WHAT IS NEEDED: Reproduce the listing below line for line, changing nothing.

+-------+

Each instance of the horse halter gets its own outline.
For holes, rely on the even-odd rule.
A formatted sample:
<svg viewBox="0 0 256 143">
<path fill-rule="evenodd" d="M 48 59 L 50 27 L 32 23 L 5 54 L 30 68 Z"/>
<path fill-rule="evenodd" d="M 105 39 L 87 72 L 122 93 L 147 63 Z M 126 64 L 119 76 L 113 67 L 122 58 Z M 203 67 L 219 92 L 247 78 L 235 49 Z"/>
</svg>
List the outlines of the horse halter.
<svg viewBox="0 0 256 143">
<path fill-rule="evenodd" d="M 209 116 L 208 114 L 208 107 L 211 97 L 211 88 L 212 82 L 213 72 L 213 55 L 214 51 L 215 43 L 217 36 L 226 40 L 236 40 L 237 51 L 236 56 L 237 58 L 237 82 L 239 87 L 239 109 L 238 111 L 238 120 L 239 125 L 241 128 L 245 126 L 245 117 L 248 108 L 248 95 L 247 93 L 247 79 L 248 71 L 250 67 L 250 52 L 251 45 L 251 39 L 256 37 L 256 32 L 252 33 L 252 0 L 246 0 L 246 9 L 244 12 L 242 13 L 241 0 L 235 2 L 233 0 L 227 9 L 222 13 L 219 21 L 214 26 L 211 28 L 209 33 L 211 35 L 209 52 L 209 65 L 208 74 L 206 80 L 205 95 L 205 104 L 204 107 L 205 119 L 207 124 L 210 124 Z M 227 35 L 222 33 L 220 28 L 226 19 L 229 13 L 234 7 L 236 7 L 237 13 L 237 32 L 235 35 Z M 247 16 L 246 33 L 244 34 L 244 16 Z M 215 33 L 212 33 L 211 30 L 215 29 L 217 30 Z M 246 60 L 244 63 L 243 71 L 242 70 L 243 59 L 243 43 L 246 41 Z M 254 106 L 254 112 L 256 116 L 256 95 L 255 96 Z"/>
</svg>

+-------+

ANSWER IN FULL:
Each instance of the horse halter gets its own outline.
For holes, rely on the even-odd rule.
A formatted sample:
<svg viewBox="0 0 256 143">
<path fill-rule="evenodd" d="M 48 59 L 50 27 L 32 23 L 5 54 L 30 68 Z"/>
<path fill-rule="evenodd" d="M 105 39 L 87 72 L 122 93 L 147 63 Z M 126 64 L 119 76 L 113 67 L 122 58 Z M 203 67 L 219 92 L 247 78 L 235 49 Z"/>
</svg>
List the outlines of the horse halter.
<svg viewBox="0 0 256 143">
<path fill-rule="evenodd" d="M 209 116 L 208 114 L 208 107 L 211 97 L 211 88 L 212 82 L 213 72 L 213 55 L 214 51 L 215 43 L 217 36 L 226 40 L 236 40 L 237 51 L 236 56 L 237 58 L 237 82 L 239 87 L 239 109 L 238 111 L 238 120 L 239 125 L 241 128 L 245 126 L 245 117 L 248 108 L 248 95 L 247 93 L 247 79 L 248 71 L 250 67 L 250 52 L 251 45 L 251 39 L 256 37 L 256 32 L 252 33 L 252 0 L 246 0 L 246 9 L 244 12 L 242 13 L 241 0 L 235 2 L 233 0 L 227 9 L 222 13 L 219 21 L 214 26 L 211 28 L 209 33 L 211 35 L 209 52 L 209 65 L 208 74 L 206 80 L 205 95 L 205 104 L 204 107 L 205 119 L 207 124 L 210 124 Z M 227 35 L 222 33 L 220 28 L 226 19 L 229 13 L 234 7 L 236 7 L 237 13 L 237 32 L 235 35 Z M 247 16 L 246 33 L 244 34 L 244 16 Z M 215 33 L 212 33 L 211 30 L 215 29 L 217 30 Z M 246 60 L 244 63 L 243 71 L 242 70 L 243 59 L 243 43 L 246 41 Z M 254 106 L 254 112 L 256 116 L 256 95 L 255 96 Z"/>
</svg>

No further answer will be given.